WRITTEN EXERCISE A.
Convert part of the records into a JSON list of strings, one string per line, with blank lines dropped. Begin at the first line of the records and stop after the line containing "point(302, 382)", leaving any pictures out of the answer.

#####

# Come chat with me =-)



## SmokinMom (Sep 29, 2006)

If I don't answer right away it's cuz I am checking email or smokin'.


----------



## SmokinMom (Sep 29, 2006)

I am talking to myself in there, like a crazy woman.


----------



## SmokinMom (Sep 29, 2006)

Wow, that was my 400th post.

Just call me Chatty Cathy.  Haha!


----------



## SmokinMom (Sep 29, 2006)

I guess I am the only 1 without a life this Friday evening.


----------



## ftw2012 (Sep 29, 2006)

i also have no life!  lol   whats up?


----------



## blondewannabe33 (Sep 29, 2006)

you all aren't the only one with no life, hello
here is something fun you can do, if you need a laugh, for the heck of it.
earlier i smoked a bowl, got online came here, and in the background had the site www.bobrivers.com/audiovault also.  there are some really funny twisted songs on there.
if anyone wants to try it, it's actually kinda cool and kills boredom somewhat...hehehehehe


----------



## SmokinMom (Sep 29, 2006)

Come to the chatroom blonde.  It needs more estrogen.


----------



## blondewannabe33 (Sep 29, 2006)

my comp won't let me


----------



## SmokinMom (Sep 29, 2006)

Ahhhhh...u need a new computer  LOL


----------



## blondewannabe33 (Sep 29, 2006)

yep, this one is literally days from crashing...for the 3rd time needing new hardware...now time for new comp, but no cash for it yet
so this one has to do


----------



## SmokinMom (Sep 29, 2006)

lol....yea.  Atleast u have a puter!


----------



## blondewannabe33 (Sep 29, 2006)

any site i go to, including this one, it tells me that the page is no longer there, then the page(except chats) is scrolled down.  aaaarrrrgggg!!!!when hubbie gets home, i won't care!


----------



## blondewannabe33 (Sep 29, 2006)

true, and it was free. even tho it's 7 yrs old


----------



## SmokinMom (Sep 29, 2006)

My other one is 7 too.  I hate it.  Just got my laptop last Xmas.

#####

WRITTEN EXERCISE B.
In the forum thread, how old does blondewannabe33 say the free computer is?

#####

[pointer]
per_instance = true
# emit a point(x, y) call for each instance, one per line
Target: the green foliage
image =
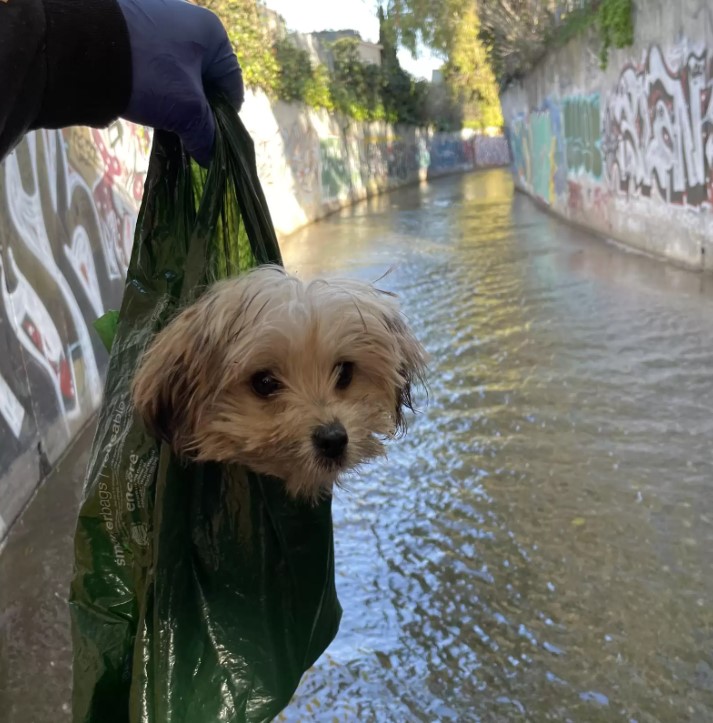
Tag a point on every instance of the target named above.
point(298, 79)
point(278, 66)
point(244, 21)
point(317, 93)
point(616, 26)
point(295, 70)
point(516, 33)
point(469, 74)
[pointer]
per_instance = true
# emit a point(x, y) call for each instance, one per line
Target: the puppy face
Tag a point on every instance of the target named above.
point(302, 382)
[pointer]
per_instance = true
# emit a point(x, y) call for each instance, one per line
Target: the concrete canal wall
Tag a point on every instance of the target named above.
point(626, 151)
point(68, 205)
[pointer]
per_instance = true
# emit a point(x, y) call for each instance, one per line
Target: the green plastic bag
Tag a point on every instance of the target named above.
point(201, 593)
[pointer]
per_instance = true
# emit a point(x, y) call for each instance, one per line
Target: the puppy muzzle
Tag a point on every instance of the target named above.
point(330, 441)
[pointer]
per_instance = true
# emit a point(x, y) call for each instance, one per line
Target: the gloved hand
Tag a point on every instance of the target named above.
point(177, 50)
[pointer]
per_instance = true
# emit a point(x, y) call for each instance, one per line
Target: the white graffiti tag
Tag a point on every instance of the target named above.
point(658, 129)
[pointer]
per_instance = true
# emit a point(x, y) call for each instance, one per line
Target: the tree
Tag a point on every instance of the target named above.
point(452, 29)
point(468, 73)
point(245, 23)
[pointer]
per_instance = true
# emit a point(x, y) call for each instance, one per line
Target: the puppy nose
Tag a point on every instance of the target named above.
point(330, 439)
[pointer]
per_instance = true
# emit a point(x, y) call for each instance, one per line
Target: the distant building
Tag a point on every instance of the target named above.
point(369, 53)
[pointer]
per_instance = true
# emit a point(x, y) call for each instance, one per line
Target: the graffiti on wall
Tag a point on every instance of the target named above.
point(582, 134)
point(658, 128)
point(335, 176)
point(67, 212)
point(490, 152)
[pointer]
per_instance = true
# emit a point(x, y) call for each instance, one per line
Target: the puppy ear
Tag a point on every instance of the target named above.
point(412, 359)
point(173, 380)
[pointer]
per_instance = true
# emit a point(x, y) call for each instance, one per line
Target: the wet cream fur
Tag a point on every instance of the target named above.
point(194, 385)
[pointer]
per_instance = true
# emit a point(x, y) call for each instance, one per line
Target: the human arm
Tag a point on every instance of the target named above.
point(87, 62)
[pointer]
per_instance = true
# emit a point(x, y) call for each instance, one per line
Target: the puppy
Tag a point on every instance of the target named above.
point(299, 381)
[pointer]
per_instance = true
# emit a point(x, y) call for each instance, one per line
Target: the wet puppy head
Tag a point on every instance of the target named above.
point(299, 381)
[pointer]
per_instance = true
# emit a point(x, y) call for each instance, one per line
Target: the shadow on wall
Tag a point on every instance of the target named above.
point(68, 205)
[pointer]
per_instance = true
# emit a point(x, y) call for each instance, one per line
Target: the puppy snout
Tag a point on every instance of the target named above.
point(330, 440)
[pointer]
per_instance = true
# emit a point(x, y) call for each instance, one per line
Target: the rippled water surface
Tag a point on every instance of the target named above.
point(540, 547)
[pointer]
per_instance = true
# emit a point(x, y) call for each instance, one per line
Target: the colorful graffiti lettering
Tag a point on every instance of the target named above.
point(490, 152)
point(658, 128)
point(65, 239)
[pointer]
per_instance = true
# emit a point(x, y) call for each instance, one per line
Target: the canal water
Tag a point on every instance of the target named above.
point(540, 546)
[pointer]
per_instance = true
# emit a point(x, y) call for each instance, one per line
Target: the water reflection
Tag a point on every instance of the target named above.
point(539, 546)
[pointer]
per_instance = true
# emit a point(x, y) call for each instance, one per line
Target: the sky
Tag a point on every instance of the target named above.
point(311, 15)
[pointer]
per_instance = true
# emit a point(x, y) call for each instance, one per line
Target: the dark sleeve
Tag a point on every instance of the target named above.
point(62, 63)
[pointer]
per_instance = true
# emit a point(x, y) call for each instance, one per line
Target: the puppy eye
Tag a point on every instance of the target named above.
point(264, 384)
point(345, 372)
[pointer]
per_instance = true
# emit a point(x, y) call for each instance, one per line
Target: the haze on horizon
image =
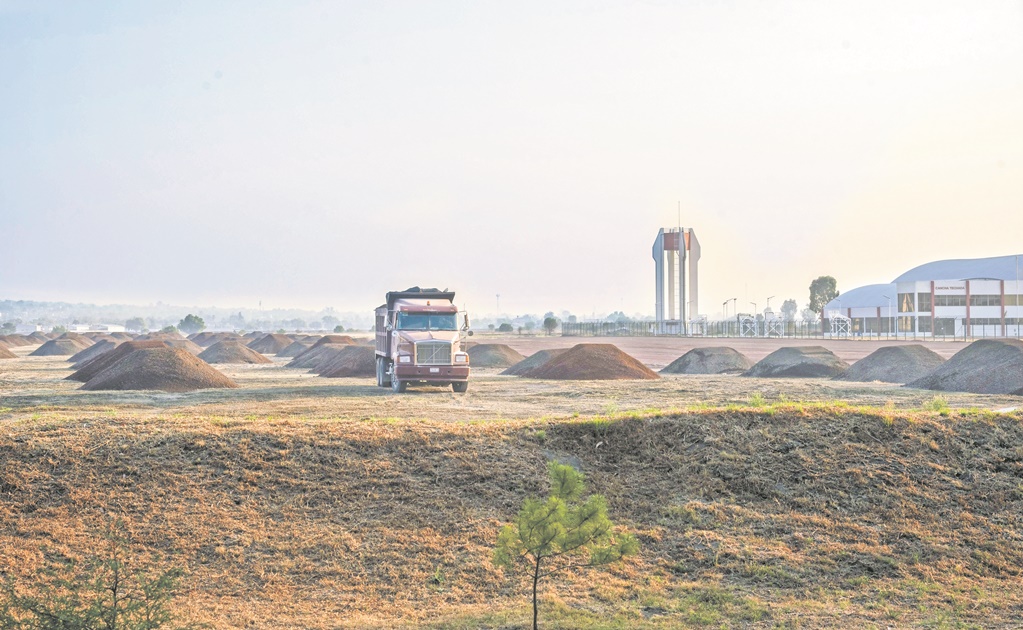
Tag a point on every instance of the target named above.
point(320, 153)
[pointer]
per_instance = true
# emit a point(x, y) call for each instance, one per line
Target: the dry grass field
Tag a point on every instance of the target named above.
point(297, 501)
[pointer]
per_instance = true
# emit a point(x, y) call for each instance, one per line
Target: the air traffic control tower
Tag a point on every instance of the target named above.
point(672, 248)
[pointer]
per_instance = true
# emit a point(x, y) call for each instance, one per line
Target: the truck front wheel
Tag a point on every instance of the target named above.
point(383, 377)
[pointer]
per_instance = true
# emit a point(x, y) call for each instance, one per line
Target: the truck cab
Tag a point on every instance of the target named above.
point(418, 341)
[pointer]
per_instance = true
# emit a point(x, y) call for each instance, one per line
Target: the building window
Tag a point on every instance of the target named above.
point(924, 303)
point(905, 303)
point(949, 301)
point(985, 300)
point(906, 324)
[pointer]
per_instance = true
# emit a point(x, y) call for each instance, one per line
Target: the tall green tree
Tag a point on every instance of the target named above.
point(550, 324)
point(789, 310)
point(191, 324)
point(561, 533)
point(823, 290)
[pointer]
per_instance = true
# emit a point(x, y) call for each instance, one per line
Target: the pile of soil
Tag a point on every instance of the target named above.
point(231, 352)
point(99, 336)
point(61, 348)
point(350, 361)
point(713, 360)
point(89, 368)
point(329, 339)
point(894, 364)
point(985, 366)
point(206, 340)
point(493, 355)
point(533, 361)
point(271, 344)
point(167, 369)
point(592, 362)
point(183, 345)
point(800, 362)
point(93, 351)
point(318, 355)
point(14, 341)
point(296, 348)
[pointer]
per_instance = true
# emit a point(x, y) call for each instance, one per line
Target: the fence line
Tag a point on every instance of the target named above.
point(787, 329)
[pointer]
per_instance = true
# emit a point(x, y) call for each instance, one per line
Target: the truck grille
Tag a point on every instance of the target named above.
point(433, 353)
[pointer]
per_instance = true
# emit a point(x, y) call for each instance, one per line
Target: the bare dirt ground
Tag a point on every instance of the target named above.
point(31, 385)
point(298, 501)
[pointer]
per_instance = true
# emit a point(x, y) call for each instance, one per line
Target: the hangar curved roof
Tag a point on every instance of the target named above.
point(871, 295)
point(995, 268)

#####

WRITTEN REPLY A.
[
  "[pointer]",
  "per_instance = true",
  "# emit a point(x, y) call for each instance, one per line",
  "Target: the green foliage",
  "image =",
  "Tag a point on every instance of the target named above.",
  "point(298, 79)",
  "point(278, 66)",
  "point(244, 21)",
  "point(317, 93)",
  "point(616, 26)",
  "point(295, 70)",
  "point(516, 33)",
  "point(469, 74)",
  "[pointer]",
  "per_instance = true",
  "# emit a point(x, y) call for each instance, one per line",
  "Target: the puppy face",
  "Tag a point on every instance of the target named above.",
  "point(302, 382)"
]

WRITTEN REPLY B.
7 years old.